● **Compiti**:
a – Secondo il discorso sulla Magistratura, chi presiede il Consiglio Superiore della Magistratura?
b – Trascrivi dal discorso sulla Magistratura il passo che comincia con le parole "Voi, quando dubitate" e si ferma dopo "sua estensione! (Approvazioni).".

● **Brano del discorso**:

++++

Voi, quando dubitate dei magistrati, forse non li conoscete a sufficienza. Essi non sono né conservatori né retrivi. Sono, sì, conservatori in quanto, per forza di cose, applicando la legge che esiste, vogliono rispettare l'ordine giuridico costituito, ma non sono dei conservatori se voi e il Parlamento farete delle leggi progressiste, la riforma agraria, la riforma industriale; se faremo sopratutto delle leggi chiare, delle leggi ben fatte, delle leggi meditate e non improvvisate, delle leggi con linguaggio giuridico esatto e con terminologia precisa, i giudici osserveranno la legge e l'applicheranno in tutta la sua estensione! (Approvazioni).

Del resto, che paura avete della Magistratura? Badate che nel corso dei secoli mai si sono avuti colpi di Stato da parte dei magistrati! I colpi di Stato son venuti da ben altro potere e precisamente dal potere esecutivo. La Magistratura qualche volta ha piegato anche la schiena, ma io vorrei dire a questo proposito, ripetendo quello che ha detto l'onorevole Conti in quest'Aula, che, se noi proprio con animo sereno vogliamo giudicare quella che è stata la Magistratura anche durante il regime fascista, non potremmo dire onestamente che essa sia stata semplicemente composta di uomini schiavi. Se noi antifascisti trovavamo conforto nella nostra pena, se noi avevamo qualche funzionario dello Stato al quale confidare le nostre tribolazioni e dal quale avere qualche aiuto, se sopratutto nel nostro esercizio professionale noi andiamo ricordando quello che hanno fatto i magistrati, noi dobbiamo riconoscere che c'era sì da parte del gerarca avvocato l'illecita intromissione, con la quale egli spesso pretendeva delle sentenze ingiuste, ma, fatta qualche rara eccezione, i magistrati non ne hanno scritto delle sentenze ingiuste! E il cittadino, anche in quel periodo di tempo, ha potuto affidare ai magistrati il suo patrimonio ed il suo onore senza avere il pericolo che gli si negasse giustizia! E gli avvocati anche antifascisti hanno potuto liberamente parlare nelle aule dei tribunali.

Ora pare — ripeto — che la Costituzione a questi principî si ispiri; ma una subordinazione almeno parziale della Magistratura al potere esecutivo e legislativo io la trovo in questi quattro punti: istituisce giudici speciali in ogni materia, meno che in quella penale; stabilisce che metà dei membri del Consiglio Superiore della Magistratura, e fra questi anche un Vicepresidente, che sposta la maggioranza a danno dei magistrati, siano eletti dalle Assemblee legislative; dispone in linea generale e limita a proprio beneplacito la tutela giurisdizionale dei diritti ed interessi verso gli atti della pubblica amministrazione; sospende l'esecuzione d'una sentenza irrevocabile.

Ora, o colleghi, per non cadere in questi inconvenienti, bisogna correggere qualche articolo. La Costituzione, com'è proposta, merita ad esempio correzione all'articolo 97 che riguarda il Consiglio Superiore della Magistratura. Questo Consiglio è presieduto dal Presidente della Repubblica ed è composto da due Vicepresidenti: uno è il Primo Presidente della Corte di Cassazione, il secondo è nominato dall'Assemblea Nazionale; poi vengono i membri eletti per metà dai magistrati e per metà ancora dall'Assemblea Nazionale.

++++

● **Record**:
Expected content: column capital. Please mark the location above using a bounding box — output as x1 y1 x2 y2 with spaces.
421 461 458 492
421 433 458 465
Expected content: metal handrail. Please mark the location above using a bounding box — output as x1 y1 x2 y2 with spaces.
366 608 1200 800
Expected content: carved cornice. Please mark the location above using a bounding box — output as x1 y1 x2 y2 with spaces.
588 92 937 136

++++

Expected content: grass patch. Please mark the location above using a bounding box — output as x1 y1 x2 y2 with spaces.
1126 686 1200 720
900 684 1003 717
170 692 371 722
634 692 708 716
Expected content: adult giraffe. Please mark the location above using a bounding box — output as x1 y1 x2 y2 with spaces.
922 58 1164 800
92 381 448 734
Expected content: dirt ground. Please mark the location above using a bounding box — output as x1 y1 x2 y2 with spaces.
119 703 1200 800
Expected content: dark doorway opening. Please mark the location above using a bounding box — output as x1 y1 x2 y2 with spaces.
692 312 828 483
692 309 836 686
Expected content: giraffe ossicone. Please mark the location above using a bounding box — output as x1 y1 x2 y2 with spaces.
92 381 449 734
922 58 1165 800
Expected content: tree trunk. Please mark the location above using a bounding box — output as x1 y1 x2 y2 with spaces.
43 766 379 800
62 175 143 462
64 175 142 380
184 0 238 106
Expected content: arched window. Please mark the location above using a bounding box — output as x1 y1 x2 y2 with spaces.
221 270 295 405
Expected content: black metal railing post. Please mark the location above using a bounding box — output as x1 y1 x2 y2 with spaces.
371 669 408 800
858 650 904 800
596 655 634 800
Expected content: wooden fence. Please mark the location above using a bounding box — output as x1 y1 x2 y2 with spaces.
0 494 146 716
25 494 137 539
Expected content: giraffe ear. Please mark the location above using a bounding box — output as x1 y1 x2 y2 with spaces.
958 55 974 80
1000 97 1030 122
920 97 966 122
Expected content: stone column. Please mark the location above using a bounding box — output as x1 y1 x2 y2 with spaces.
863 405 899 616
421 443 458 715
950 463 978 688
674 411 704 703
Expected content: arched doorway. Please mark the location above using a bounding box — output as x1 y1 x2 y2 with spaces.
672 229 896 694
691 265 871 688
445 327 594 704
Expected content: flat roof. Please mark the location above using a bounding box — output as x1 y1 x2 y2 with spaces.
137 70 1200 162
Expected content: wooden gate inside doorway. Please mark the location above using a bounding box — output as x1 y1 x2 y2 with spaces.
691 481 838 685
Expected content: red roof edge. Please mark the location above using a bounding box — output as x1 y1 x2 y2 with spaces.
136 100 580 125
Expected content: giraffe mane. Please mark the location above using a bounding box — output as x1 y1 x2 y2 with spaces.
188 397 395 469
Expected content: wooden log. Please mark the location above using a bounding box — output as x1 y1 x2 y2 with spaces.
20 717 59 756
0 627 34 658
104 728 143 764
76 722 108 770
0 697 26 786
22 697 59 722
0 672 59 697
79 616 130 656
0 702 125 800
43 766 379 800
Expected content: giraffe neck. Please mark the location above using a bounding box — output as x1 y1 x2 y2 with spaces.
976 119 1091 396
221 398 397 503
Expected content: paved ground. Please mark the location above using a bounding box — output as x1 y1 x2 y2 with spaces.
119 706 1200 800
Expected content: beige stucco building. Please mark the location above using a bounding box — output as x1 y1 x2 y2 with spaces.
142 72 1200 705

++++

● **Risposte per compito**:
a – Il Presidente della Repubblica.

b –
Voi, quando dubitate dei magistrati, forse non li conoscete a sufficienza. Essi non sono né conservatori né retrivi. Sono, sì, conservatori in quanto, per forza di cose, applicando la legge che esiste, vogliono rispettare l'ordine giuridico costituito, ma non sono dei conservatori se voi e il Parlamento farete delle leggi progressiste, la riforma agraria, la riforma industriale; se faremo sopratutto delle leggi chiare, delle leggi ben fatte, delle leggi meditate e non improvvisate, delle leggi con linguaggio giuridico esatto e con terminologia precisa, i giudici osserveranno la legge e l'applicheranno in tutta la sua estensione! (Approvazioni).